Referring expression data
----
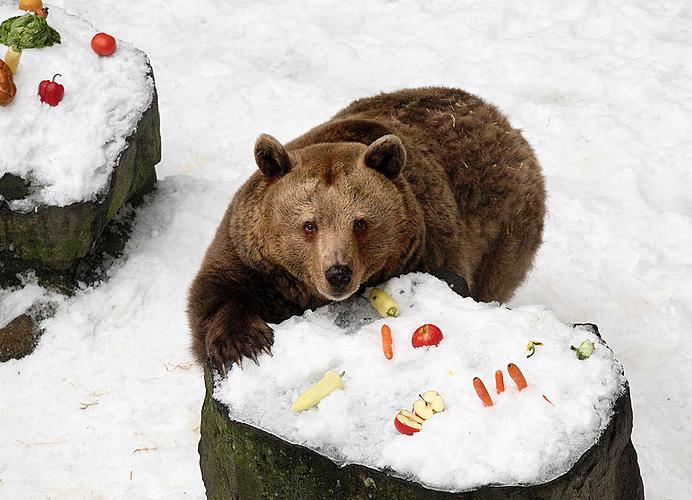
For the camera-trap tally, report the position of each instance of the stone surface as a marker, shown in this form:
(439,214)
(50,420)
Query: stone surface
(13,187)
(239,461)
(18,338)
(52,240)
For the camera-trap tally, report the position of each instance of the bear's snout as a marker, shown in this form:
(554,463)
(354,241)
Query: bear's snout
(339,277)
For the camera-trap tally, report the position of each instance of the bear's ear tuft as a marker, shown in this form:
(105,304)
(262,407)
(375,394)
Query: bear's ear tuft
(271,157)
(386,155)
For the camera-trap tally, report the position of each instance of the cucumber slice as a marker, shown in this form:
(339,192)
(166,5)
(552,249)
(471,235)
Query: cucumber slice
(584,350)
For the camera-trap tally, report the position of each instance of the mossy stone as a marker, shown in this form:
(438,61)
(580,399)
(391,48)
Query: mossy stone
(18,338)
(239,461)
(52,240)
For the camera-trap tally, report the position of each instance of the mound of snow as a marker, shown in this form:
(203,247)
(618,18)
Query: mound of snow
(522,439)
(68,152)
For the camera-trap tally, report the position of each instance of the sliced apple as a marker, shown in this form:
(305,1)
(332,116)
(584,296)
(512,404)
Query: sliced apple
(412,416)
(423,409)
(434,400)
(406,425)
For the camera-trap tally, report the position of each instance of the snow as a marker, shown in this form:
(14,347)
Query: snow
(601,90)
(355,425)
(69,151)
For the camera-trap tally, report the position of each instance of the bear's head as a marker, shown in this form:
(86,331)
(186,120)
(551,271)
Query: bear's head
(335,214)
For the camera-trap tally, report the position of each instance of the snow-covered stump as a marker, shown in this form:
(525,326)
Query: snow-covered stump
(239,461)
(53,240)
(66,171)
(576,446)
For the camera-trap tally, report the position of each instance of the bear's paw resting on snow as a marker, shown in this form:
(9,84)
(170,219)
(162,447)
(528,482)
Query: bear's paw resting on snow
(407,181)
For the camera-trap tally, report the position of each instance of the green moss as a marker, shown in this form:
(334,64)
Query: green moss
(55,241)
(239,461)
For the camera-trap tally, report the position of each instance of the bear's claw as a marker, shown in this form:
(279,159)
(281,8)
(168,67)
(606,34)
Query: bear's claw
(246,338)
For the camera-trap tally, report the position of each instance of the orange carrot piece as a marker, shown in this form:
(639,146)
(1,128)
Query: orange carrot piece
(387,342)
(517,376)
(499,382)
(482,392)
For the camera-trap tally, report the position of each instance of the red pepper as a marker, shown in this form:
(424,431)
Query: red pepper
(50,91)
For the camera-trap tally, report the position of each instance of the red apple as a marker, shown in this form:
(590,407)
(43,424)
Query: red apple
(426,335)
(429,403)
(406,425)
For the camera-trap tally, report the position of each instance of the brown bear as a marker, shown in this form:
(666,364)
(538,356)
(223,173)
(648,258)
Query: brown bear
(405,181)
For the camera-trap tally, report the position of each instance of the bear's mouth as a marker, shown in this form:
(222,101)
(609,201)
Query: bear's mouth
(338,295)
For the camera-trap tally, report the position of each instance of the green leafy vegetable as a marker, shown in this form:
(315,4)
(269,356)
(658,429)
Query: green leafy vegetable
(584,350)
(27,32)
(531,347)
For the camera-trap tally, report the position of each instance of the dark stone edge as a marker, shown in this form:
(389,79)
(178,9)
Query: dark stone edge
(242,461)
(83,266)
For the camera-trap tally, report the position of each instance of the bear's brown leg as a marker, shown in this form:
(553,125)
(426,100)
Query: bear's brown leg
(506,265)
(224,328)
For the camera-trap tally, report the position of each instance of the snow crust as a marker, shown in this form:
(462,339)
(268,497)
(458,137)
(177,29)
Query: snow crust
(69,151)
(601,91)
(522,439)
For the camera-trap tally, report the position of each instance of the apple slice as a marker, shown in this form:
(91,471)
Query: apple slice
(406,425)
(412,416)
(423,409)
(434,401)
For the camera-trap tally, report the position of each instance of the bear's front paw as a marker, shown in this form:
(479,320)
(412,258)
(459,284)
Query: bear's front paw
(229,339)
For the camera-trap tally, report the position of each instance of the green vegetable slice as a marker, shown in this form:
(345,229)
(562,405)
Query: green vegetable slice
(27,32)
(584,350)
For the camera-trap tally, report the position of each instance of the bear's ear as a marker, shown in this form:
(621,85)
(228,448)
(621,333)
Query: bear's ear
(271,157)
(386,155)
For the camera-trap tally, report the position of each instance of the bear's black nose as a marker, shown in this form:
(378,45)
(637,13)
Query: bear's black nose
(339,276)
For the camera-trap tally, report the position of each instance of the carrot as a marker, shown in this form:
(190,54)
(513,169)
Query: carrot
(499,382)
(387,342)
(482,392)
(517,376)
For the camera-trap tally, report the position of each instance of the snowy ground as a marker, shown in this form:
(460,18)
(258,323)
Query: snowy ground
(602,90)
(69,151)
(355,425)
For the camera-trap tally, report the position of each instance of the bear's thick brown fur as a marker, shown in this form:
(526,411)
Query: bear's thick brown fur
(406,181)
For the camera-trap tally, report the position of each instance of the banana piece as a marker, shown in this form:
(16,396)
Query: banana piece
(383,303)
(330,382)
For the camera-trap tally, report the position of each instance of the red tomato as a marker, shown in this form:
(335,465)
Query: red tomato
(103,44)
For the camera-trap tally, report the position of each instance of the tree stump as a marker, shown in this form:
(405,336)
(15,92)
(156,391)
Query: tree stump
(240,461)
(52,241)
----
Task ::
Reproduce every line above word for word; no images.

Exercise response ::
For the camera-trap tally, report the position of each instance of the stone surface as a marker, shown in this form:
(439,214)
(50,420)
Query: stone surface
(13,187)
(239,461)
(18,338)
(52,240)
For the camera-trap tally, report the position of each instance of the bear's snout as a marker, shown in this form:
(554,463)
(354,241)
Query: bear's snout
(339,277)
For the camera-trap tally, report the position of each instance of the bear's ear tuft as a marker, shown in this form:
(105,304)
(262,407)
(375,394)
Query: bear's ear tuft
(271,157)
(386,155)
For the camera-trap tally, report the position of each instance of the cucumber slice as a marker, shown in this form:
(339,192)
(166,5)
(552,249)
(471,235)
Query: cucumber slice
(584,350)
For the camera-trap tally, report the position of each instance of the mossy stone as a marker, shown in this form:
(438,61)
(580,399)
(391,48)
Query: mossy stone
(18,338)
(239,461)
(52,240)
For the camera-trap tally, report the position of each instance of the mound of snow as a marker, shown in this form:
(203,247)
(618,18)
Query: mound of snow
(522,439)
(68,152)
For the camera-trap tally, report the position of each instance of the sliced apple as a marker, shown in this form:
(305,1)
(332,116)
(584,296)
(512,404)
Query: sliced apple
(412,416)
(423,409)
(434,400)
(406,425)
For the camera-trap tally, report the position of each instance of the snow as a marker, shown in this form:
(14,347)
Query: snow
(601,90)
(355,425)
(69,151)
For the camera-trap tally, report the position of each instance of the bear's head as a marker, shown in this form:
(86,331)
(186,120)
(551,271)
Query: bear's head
(335,214)
For the camera-trap tally, report the position of each instance of the snow-covered stump as a marker, shown in this form:
(525,326)
Query: snow-covered stump
(239,461)
(53,240)
(66,171)
(576,446)
For the camera-trap tally, report the position of each instance of the bear's paw resting on snow as a marker, shown in this form:
(9,84)
(170,219)
(162,447)
(528,482)
Query: bear's paw resting on snow
(407,181)
For the camera-trap tally, report the position of each instance of the green moss as a marker, shown in this form:
(334,64)
Query: green moss
(55,241)
(239,461)
For the camera-trap tally, report the position of each instance of the bear's claw as a marker, shown in this form:
(279,159)
(281,8)
(168,67)
(606,34)
Query: bear's claw
(246,338)
For the camera-trap tally, report the position of each instance of the orange carrot piece as a marker, shown in this form:
(639,146)
(1,128)
Query: orange carrot piece
(387,342)
(517,376)
(499,382)
(482,392)
For the camera-trap tally, report the position of each instance of the red pepper as a marker, shown in this form:
(424,431)
Query: red pepper
(50,91)
For the camera-trap tally, report the position of each instance of the red apple as a marker, shown in this form:
(590,407)
(43,424)
Query: red apple
(426,335)
(429,403)
(406,425)
For the camera-trap tally, report the position of each instance of the brown bear as a marker, shown in this form:
(666,364)
(538,356)
(223,173)
(648,258)
Query: brown bear
(405,181)
For the camera-trap tally, report the position of each instance of the bear's mouth as a marker, shown in this form:
(222,101)
(609,201)
Query: bear's mouth
(338,295)
For the camera-trap tally, report the position of each instance of the green leafy vegetable as a marker, shown in this form:
(315,4)
(269,356)
(658,429)
Query: green leafy vegetable
(584,350)
(27,32)
(531,347)
For the camera-trap tally, report the position of each instance of the dark stone edge as a marker, shown in this form:
(389,79)
(178,9)
Query: dark stone edge
(242,461)
(83,266)
For the camera-trap tally, report the position of each instance of the bear's brown leg as a marker, shown in this form:
(553,125)
(426,100)
Query: bear's brown leg
(506,265)
(224,328)
For the camera-trap tally, report the position of each instance of the snow crust as a marker, shown in this form:
(462,339)
(268,497)
(458,137)
(177,29)
Query: snow crust
(69,151)
(601,91)
(522,439)
For the camera-trap tally, report the position of each instance of the apple slice as a marker, shown in this form:
(91,471)
Query: apple slice
(406,425)
(412,416)
(423,409)
(434,401)
For the camera-trap tally, report the position of each instance of the bear's front paw as a marker, shown in this form:
(479,320)
(412,258)
(459,284)
Query: bear's front paw
(229,339)
For the camera-trap tally, report the position of each instance of the green vegetable slice as a marker, shown in this form:
(345,229)
(562,405)
Query: green vegetable slice
(27,32)
(584,350)
For the camera-trap tally, report the position of each instance of the bear's ear as a marker, shown in this form:
(621,85)
(228,448)
(621,333)
Query: bear's ear
(271,157)
(386,155)
For the camera-trap tally, report the position of each instance of the bear's black nose as a marker, shown in this form:
(378,45)
(637,13)
Query: bear's black nose
(339,276)
For the camera-trap tally, report the position of each instance of the carrot as a marker, shown in this form:
(190,54)
(513,169)
Query: carrot
(499,382)
(387,342)
(482,392)
(517,376)
For the camera-trap tally, report the position of each instance of the snowy ground as a marker, shown in this form:
(460,18)
(258,323)
Query: snowy ground
(602,90)
(69,151)
(355,425)
For the camera-trap tally, report the position of each instance of the bear's thick brown fur as a marker, shown in this form:
(526,411)
Query: bear's thick brown fur
(406,181)
For the camera-trap tally, report the position of each instance of the banana piece as a marker, shown in this form:
(16,396)
Query: banana piece
(383,303)
(330,382)
For the camera-trap tally, report the position of each instance of the red tomato as a marker, shown in this form:
(335,465)
Query: red tomato
(103,44)
For the camera-trap tally, report the position of each instance of the tree stump as a marker, shown in this form:
(405,336)
(15,92)
(156,391)
Query: tree stump
(240,461)
(52,241)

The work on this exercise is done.